→ WHAT THIS TASK INVOLVES
Format the stretch of the records below, from the line containing "finding the load" through the line containing "[214,398,269,470]", as a JSON list of strings. Use one string per line, include both end lines, and omit any blank lines.

→ AVAILABLE DATA
'''

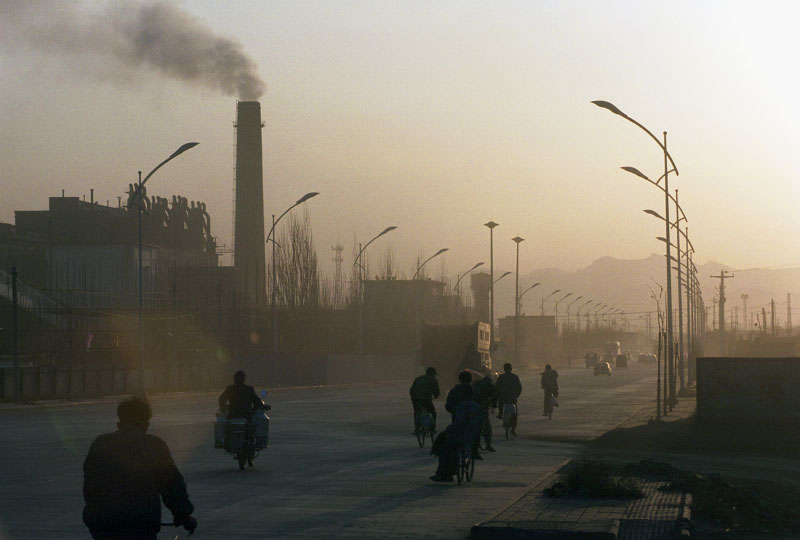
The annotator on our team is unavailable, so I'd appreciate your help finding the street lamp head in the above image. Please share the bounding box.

'''
'''

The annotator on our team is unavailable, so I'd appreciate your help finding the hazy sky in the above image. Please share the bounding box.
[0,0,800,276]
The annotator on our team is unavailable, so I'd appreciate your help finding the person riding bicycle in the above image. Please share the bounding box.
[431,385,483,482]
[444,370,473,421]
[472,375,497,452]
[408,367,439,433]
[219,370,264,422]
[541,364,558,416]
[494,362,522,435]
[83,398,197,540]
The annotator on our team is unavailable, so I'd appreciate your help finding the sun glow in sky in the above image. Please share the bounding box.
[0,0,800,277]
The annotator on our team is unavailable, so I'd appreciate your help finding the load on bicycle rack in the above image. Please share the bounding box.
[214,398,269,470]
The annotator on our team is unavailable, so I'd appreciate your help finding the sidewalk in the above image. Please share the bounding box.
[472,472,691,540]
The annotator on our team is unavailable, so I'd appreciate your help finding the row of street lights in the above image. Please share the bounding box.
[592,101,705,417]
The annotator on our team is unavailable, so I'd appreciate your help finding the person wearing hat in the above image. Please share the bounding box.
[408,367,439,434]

'''

→ RESULT FOR THIS EXERCISE
[
  "The annotator on our team is unavailable, so I'd appreciate your help finding the load on bicycle rack in the above image. Please share the bounding box.",
  "[214,398,269,470]"
]